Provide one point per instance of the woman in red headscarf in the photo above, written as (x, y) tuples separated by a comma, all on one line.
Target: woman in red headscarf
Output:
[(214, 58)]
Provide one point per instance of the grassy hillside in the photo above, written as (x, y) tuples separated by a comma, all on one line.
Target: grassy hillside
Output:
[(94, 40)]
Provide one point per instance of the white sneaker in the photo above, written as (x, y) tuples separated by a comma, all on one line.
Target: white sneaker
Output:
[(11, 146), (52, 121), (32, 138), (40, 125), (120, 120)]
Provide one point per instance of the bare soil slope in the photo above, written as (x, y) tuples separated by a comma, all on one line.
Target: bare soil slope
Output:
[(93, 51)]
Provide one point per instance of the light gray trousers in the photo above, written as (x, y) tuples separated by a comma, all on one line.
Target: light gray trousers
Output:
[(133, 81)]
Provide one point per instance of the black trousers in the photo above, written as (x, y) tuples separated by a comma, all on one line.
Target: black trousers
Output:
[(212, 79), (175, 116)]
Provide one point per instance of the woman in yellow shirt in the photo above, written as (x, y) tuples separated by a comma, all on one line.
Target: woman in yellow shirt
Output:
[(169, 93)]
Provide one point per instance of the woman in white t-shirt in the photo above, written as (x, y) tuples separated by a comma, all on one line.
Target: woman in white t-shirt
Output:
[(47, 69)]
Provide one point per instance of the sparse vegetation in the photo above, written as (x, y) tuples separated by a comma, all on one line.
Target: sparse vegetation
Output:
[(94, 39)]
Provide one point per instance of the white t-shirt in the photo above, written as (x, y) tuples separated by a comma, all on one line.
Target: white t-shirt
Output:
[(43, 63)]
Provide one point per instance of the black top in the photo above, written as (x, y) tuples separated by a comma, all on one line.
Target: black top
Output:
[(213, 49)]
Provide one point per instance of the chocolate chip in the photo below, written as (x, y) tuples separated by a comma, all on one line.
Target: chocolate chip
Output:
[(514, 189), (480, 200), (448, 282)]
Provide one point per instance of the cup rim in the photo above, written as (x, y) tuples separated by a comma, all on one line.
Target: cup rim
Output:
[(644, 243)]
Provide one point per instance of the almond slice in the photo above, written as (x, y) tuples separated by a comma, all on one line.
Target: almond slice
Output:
━━━━━━━━━━━━━━━━
Work to complete:
From the records above, retype only the lines starting at the line that contains "Provide one point per instance of the bare" and ending at the line that contains "Target: white t-shirt", both included.

Answer:
Provide one point per instance of the bare soil slope in the photo above, written as (x, y) tuples separated by a comma, all on one line.
Target: bare soil slope
Output:
[(93, 51)]
Provide one point per instance of the light gray trousers in the photo above, written as (x, y) tuples separated by a comma, all on one line.
Target: light gray trousers
Output:
[(133, 81)]
Provide one point per instance of the black trousers in the photo above, written as (x, y) tuples separated by a comma, all on one line.
Target: black trousers
Output:
[(212, 79), (175, 116)]
Provide one point per instance of the woman in yellow shirt in the photo above, written as (x, y) tuples separated by a comma, all on one line.
Target: woman in yellow shirt
Output:
[(169, 93)]
Provide one point per instance of the woman in white t-shirt in the photo above, written as (x, y) tuples separated by a comma, all on one line.
Target: woman in white t-shirt
Output:
[(47, 69)]
Provide one point per instance of the sparse vegetation in the photo above, written as (x, y) tuples separated by a comma, all on one line.
Target: sparse vegetation
Output:
[(94, 39)]
Provide one point per instance of the white t-shirt in the photo above, written as (x, y) tuples separated by a comma, all on one line.
Target: white t-shirt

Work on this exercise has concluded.